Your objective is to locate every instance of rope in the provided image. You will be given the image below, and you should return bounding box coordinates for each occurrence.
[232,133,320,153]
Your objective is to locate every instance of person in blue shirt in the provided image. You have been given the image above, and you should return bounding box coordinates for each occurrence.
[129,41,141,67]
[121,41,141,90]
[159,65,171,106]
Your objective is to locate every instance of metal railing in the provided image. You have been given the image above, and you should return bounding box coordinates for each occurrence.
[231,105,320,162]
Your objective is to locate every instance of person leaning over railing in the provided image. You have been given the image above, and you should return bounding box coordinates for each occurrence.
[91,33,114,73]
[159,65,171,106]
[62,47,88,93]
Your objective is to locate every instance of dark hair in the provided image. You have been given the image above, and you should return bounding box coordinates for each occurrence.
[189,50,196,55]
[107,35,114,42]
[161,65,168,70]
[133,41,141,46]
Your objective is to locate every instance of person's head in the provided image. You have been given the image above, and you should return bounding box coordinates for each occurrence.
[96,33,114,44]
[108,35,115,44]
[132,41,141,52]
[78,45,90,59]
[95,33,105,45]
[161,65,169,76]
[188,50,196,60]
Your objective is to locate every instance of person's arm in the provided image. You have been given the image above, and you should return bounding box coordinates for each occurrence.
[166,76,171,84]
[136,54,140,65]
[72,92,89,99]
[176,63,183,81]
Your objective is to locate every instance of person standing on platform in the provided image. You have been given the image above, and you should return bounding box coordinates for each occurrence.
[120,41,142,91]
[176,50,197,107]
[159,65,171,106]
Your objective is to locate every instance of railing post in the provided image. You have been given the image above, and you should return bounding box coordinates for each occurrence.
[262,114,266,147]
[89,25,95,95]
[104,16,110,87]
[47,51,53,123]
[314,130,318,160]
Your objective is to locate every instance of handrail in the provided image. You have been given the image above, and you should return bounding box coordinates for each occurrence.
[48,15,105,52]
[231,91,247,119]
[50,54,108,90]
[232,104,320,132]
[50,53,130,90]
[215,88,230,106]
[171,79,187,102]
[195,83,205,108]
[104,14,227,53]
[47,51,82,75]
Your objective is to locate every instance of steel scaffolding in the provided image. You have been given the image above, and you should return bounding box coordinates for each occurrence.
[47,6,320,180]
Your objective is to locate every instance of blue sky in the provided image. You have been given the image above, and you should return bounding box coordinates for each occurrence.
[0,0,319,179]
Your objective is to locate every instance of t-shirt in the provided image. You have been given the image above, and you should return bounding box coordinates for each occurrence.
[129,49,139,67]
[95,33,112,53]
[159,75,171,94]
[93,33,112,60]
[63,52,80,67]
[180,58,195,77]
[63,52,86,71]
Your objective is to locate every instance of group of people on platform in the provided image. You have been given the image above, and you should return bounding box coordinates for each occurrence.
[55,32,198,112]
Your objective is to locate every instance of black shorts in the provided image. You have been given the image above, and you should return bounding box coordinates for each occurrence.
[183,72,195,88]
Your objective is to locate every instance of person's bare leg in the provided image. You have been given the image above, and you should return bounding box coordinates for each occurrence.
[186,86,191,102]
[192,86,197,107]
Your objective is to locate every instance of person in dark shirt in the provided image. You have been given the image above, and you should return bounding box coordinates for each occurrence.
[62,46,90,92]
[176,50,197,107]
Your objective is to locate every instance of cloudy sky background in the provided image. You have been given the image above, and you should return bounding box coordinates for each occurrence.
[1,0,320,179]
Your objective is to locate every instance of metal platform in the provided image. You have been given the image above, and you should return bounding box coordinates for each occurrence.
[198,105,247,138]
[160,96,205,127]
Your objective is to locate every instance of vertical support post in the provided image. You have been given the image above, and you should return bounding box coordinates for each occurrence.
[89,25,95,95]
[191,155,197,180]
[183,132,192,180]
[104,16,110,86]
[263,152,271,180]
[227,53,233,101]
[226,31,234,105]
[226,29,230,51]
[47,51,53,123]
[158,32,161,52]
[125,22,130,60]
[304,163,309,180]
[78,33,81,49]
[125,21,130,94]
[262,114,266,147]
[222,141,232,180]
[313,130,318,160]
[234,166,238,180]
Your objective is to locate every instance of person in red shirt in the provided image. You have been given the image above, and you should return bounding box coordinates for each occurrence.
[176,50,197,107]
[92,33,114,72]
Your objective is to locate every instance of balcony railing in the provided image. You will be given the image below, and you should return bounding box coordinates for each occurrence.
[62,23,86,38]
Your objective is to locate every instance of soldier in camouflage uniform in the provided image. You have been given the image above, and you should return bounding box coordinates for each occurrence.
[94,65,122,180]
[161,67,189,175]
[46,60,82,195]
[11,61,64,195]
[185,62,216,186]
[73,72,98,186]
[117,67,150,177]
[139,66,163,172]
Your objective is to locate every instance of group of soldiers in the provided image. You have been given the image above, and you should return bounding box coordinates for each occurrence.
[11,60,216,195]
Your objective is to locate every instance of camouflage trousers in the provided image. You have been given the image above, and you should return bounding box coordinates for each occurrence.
☆ ☆ ☆ ☆ ☆
_PROBLEM REQUIREMENTS:_
From the first line to the last, transcribe the records exactly.

_TASK RESULT:_
Your objective is to locate every instance of rope in the provided image. You will be given the image below, and you should return bounding box coordinates for each occurrence.
[232,133,320,153]
Your objective is to locate every instance of person in blue shirt in the provided image. You have been given the image above, and you should return bounding box coordinates for each occurrence.
[129,41,141,67]
[121,41,141,90]
[159,65,171,106]
Your objective is to locate every instance of metal railing in the provided image. You have been given the image above, and you should return bounding box coordinates for each occurrence.
[231,105,320,162]
Your objective is to locate every instance of person leaning over railing in the provided image. You have been given the image above, and you should return bounding box coordinates for each occurrence.
[91,33,114,73]
[159,65,171,106]
[62,47,88,93]
Your objective is to locate every instance of dark hair in the provided image. You have been given the image above, and you should return bounding box coordinates for each occurrence.
[189,50,196,55]
[107,35,114,42]
[161,65,168,70]
[133,41,141,46]
Your objective is to locate every instance of person's head in the provided image. You have been given the image above, and you should return bounding box coordinates for each occurrence.
[96,33,114,44]
[108,35,115,44]
[132,41,141,52]
[78,45,90,59]
[95,33,105,45]
[161,65,169,76]
[188,50,196,60]
Your objective is to locate every instance of person's arm in the provided image. You have been given the image above, and you should return bounding box coordinates for each occurrence.
[166,76,171,84]
[136,54,140,65]
[72,92,89,99]
[176,63,183,81]
Your objective is to locate every instance of person standing on platform in the provided image. You have been given the image above, and you should return bounding box coordinates for each occurrence.
[120,41,142,91]
[176,50,197,107]
[159,65,171,106]
Your objective is to locate every instance of railing post in the provided image. You have been given the image above, and you should return bounding box coordinates for each occurrence.
[262,114,266,147]
[89,25,95,95]
[104,16,110,87]
[47,51,53,123]
[314,130,318,160]
Your objective is to locate every instance of handrail in the provided image. You have been given the image above, and you should return bounding box coordinates for each occurrence.
[48,15,105,52]
[231,91,247,119]
[50,54,108,90]
[232,104,320,132]
[50,53,130,90]
[215,88,230,106]
[171,79,187,102]
[195,83,205,108]
[104,14,227,53]
[47,51,82,75]
Your objective is to locate every instance of steel scaffolding in the provided image. You have been given the image above, and you should return bounding box coordinates for each occurrence.
[47,6,320,180]
Your objective is to locate every instance of blue sky in the provided image. You have been given the image above, and you should return bounding box coordinates for each occurrence.
[0,0,319,179]
Your objective is to locate every instance of t-shirt in the provided image. You have been given the image above, and you should return bounding box coordinates for each occurrence.
[129,49,139,67]
[95,33,112,53]
[159,75,171,94]
[93,33,112,60]
[63,52,80,67]
[180,58,195,77]
[63,52,86,71]
Your objective is to locate every instance of group of people on platform in the provided image. You have been given the image above, and you should return bounding box coordinates for each occurrence.
[55,32,198,112]
Your objective is to locate every instance of black shorts in the provided image. You have been given the image above, and you should return bounding box coordinates for each occurrence.
[183,72,195,88]
Your objective is to locate every instance of person's bare leg in the provided image. You have been given the image above, and you should return bounding box coordinates for each occurrence.
[186,86,191,102]
[192,86,197,107]
Your objective is to locate every instance of person in dark shirt in the provided image. You have been given the image above, and you should return bounding box coordinates for each occurrence.
[62,46,90,92]
[176,50,197,107]
Your objective is to locate every instance of cloudy sky background in the provided image. You have been given the image above, and you should return bounding box coordinates for each occurrence.
[1,0,320,179]
Your objective is to locate every instance of metal platform in the provided image. You have been given the image above, and you should return bounding box coordinates for each occurrence.
[198,105,247,138]
[160,96,205,127]
Your objective is to locate every instance of vertical support post in the provided image. You have been given the image above, and you should return bounding box coordinates for each occurrence.
[89,25,95,95]
[191,155,197,180]
[183,132,192,180]
[104,16,110,86]
[263,152,271,180]
[227,53,233,101]
[226,31,234,105]
[226,29,230,51]
[47,51,53,123]
[158,32,161,52]
[125,22,130,60]
[304,163,309,180]
[78,33,81,49]
[125,21,130,94]
[262,114,266,147]
[222,141,232,180]
[313,130,318,160]
[234,166,238,180]
Your objective is to locate every instance of person in red shirt in the provided image. You have been given the image above, and you should return bounding box coordinates for each occurrence.
[176,50,197,107]
[92,33,114,72]
Your objective is to locate every instance of balcony railing in the provided image. You will be given the image below, and you should return bounding box coordinates for each occurrence.
[62,23,86,38]
Your objective is to locate every instance of soldier in camouflage uniform in the provided image. You have been given the image above, and you should return bounding box coordinates for each occurrence.
[94,65,122,180]
[161,67,189,175]
[46,60,82,195]
[11,61,64,195]
[185,62,216,186]
[73,72,98,186]
[117,67,150,177]
[139,66,163,172]
Your objective is to locate every instance of group of soldiers in the provided image. You have been given the image above, and you should return bounding box coordinates for each occurrence.
[11,60,216,195]
Your objective is to locate every instance of camouflage trousers in the provided image. You have been given the image above, and you should return bounding box coordinates for each occurrence.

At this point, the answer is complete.